Text passage:

========

Symphony, Mechanical

If a percussionist isn’t around when his instruments make sounds, is it music?

Musical instruments differ from culture to culture, but they all share one common trait: they almost always require a human operator. One-man bands exist, but a man can only operate so many instruments before he runs out of appendages (and orifices). Even electronic music is not exempt from this, requiring the performer to be on standby and transition between sets. So, it seems that a man cannot be separated from his instruments, not if he wants to keep the music going.

Well, as it turns out, if you get machines to do your bidding, you don’t need to hawk around your instruments, and you get the benefit of overcoming a lot of physical limits. Just add more machines!

A mix of contemporary and traditional percussion instruments.

“Intriguing Instruments” was a performance/installation during the recent Butterworth Fringe Festival. Done by Aussie percussionist-composer Robbie Avenaim, it’s where small contraptions replace the human touch. Actually, that’s not quite true, as it still requires Robbie’s input, but the machines do the heavy lifting after that.

“I wanted to work with different things in electronic music, but not what we find usually today. For me, it was trying to find what I could do with machines, and to accompany me as a percussionist.”

Robbie Avenaim, the man behind “Intriguing Instruments”.

Robbie’s relationship with percussion instruments started at the young age of 10, when he got into playing the drums. From 16 onwards, he has gone and sought to learn from drummers, composers and conductors from around the world. Starting from Australia, his quest for knowledge has brought him to America, Zimbabwe, and most recently, a short stint in Israel.

Based on his observations in New York, Robbie then co-founded and organised the WHATISMUSIC? Festival, with the aim of fostering a rich experimental music ecosystem in Australia. He served as its curator from 1994 to 2012.

Getting up close and personal with SARPS.

SARPS (“Semi Automated Robotic Percussion System”) is Robbie’s name for his mechanical modifications; a modular setup that sits on existing percussion instruments (Robbie’s forte). Birthed in 2007, the setup allows Robbie to explore a greater vocabulary of sounds, as well as expand the role of percussion instruments in music.

========

Stored items:
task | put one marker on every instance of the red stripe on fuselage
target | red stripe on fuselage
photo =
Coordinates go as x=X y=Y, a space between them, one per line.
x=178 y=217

========

Parts of the exercise:
**a.** In the percussion article, rewrite the paragraph beginning "Robbie's relationship with percussion instruments" as a shorter paragraph that keeps its main facts.
**b.** Reproduce the part of the percussion article starting with "Well, as it" and going on through "traditional percussion instruments.".

Solutions by task:
**a.** Robbie took up the drums at age 10. From 16 onward, he sought to learn from drummers, composers and conductors around the world. His search began in Australia and took him to America, Zimbabwe and, most recently, briefly to Israel.

**b.**
Well, as it turns out, if you get machines to do your bidding, you don’t need to hawk around your instruments, and you get the benefit of overcoming a lot of physical limits. Just add more machines!

A mix of contemporary and traditional percussion instruments.